Challenge
Rewrite the rows below, swapping every occurrence of "Tag every instance" for "Mark each instance" and leaving all other text unchanged.

═════ Input data

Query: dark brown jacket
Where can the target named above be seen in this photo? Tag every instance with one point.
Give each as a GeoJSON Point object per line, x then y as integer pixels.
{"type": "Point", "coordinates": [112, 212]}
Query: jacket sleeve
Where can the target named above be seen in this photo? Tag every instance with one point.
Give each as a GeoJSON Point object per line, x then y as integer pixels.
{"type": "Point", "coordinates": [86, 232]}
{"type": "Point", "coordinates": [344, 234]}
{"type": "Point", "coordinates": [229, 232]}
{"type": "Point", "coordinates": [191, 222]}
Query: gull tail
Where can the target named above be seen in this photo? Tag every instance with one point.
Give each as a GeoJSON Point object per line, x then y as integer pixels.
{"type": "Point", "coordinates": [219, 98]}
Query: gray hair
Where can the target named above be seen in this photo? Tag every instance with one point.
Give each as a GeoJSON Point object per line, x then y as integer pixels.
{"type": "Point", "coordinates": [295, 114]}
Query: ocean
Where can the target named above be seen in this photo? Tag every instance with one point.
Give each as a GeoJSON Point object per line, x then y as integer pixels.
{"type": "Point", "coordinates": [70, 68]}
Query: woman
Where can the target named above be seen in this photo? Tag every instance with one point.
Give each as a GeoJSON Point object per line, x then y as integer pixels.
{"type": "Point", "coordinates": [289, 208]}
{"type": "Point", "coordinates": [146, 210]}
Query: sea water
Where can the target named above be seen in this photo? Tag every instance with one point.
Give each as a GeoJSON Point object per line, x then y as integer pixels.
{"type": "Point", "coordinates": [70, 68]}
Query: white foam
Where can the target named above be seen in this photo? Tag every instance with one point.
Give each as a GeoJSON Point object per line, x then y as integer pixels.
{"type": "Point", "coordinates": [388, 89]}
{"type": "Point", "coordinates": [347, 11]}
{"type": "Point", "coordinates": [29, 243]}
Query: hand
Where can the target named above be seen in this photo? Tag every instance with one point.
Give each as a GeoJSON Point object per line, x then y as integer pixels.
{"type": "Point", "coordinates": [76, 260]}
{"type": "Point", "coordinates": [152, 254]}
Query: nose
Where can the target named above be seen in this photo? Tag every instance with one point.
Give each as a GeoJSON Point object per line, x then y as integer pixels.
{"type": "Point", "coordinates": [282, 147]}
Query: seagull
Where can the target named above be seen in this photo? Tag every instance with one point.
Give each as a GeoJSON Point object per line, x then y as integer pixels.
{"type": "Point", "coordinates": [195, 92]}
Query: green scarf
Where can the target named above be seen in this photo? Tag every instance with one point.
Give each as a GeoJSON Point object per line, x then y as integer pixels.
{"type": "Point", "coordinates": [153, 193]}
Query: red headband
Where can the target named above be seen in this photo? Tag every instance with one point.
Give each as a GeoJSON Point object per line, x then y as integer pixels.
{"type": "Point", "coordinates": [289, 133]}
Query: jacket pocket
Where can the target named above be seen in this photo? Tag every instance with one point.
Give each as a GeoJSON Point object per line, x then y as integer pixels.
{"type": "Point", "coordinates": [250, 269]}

══════════

Response to this task
Query: dark brown jacket
Where can the target named above be seen in this photo? Mark each instance with one point.
Give each as a GeoJSON Point object per line, x then y as integer pixels.
{"type": "Point", "coordinates": [112, 212]}
Query: jacket sleeve
Where can the target named above be seen in this photo? Mark each instance with one point.
Give each as a GeoJSON Point object per line, x then y as integer pixels.
{"type": "Point", "coordinates": [86, 232]}
{"type": "Point", "coordinates": [344, 234]}
{"type": "Point", "coordinates": [229, 232]}
{"type": "Point", "coordinates": [191, 222]}
Query: gull tail
Where can the target named above be seen in this photo? Mark each instance with one point.
Give each as a GeoJSON Point object per line, x then y as integer pixels.
{"type": "Point", "coordinates": [219, 98]}
Query: gray hair
Where can the target named above be seen in this photo? Mark each instance with one point.
Give each as a GeoJSON Point object per line, x then y as integer pixels.
{"type": "Point", "coordinates": [295, 114]}
Query: ocean
Where can the target named above be seen in this photo? Mark each instance with one point.
Give each as a GeoJSON Point object per line, x then y as integer pixels.
{"type": "Point", "coordinates": [70, 68]}
Query: woman
Where can the target named above be seen in this photo? Mark each instance with one point.
Give each as a GeoJSON Point object per line, x then y as integer pixels.
{"type": "Point", "coordinates": [289, 208]}
{"type": "Point", "coordinates": [146, 210]}
Query: sea water
Where can the target named above be seen in this photo? Mark each instance with one point.
Give each as a GeoJSON Point object per line, x then y as integer pixels.
{"type": "Point", "coordinates": [70, 68]}
Query: white foam
Where can the target named above be seen in this photo? Mark each instance with one point.
Give each as a GeoJSON Point object per line, x then y as integer pixels.
{"type": "Point", "coordinates": [388, 89]}
{"type": "Point", "coordinates": [347, 11]}
{"type": "Point", "coordinates": [29, 243]}
Query: hand
Where can the target named above be seen in this photo? Mark each instance with one point.
Give each as a GeoJSON Point object per line, x then y as integer pixels.
{"type": "Point", "coordinates": [76, 260]}
{"type": "Point", "coordinates": [152, 254]}
Query: nose
Where can the target named above be seen in this photo? Mark each instance with one point.
Give each as a GeoJSON Point object per line, x then y as integer pixels.
{"type": "Point", "coordinates": [282, 147]}
Query: seagull
Where can the target named above be seen in this photo? Mark each instance with one point.
Give each as a GeoJSON Point object per line, x then y as integer pixels.
{"type": "Point", "coordinates": [195, 92]}
Query: green scarf
Where can the target named above be seen in this photo? Mark each instance with one point.
Give each as a GeoJSON Point object per line, x then y as integer pixels.
{"type": "Point", "coordinates": [153, 193]}
Query: red headband
Where can the target named above be seen in this photo? Mark each instance with one point.
Give each as a GeoJSON Point object per line, x then y as integer pixels.
{"type": "Point", "coordinates": [289, 133]}
Query: jacket pocket
Where can the target named above be seen in this photo? Mark each instance with one point.
Give each as a GeoJSON Point object per line, x then y as integer pixels.
{"type": "Point", "coordinates": [250, 269]}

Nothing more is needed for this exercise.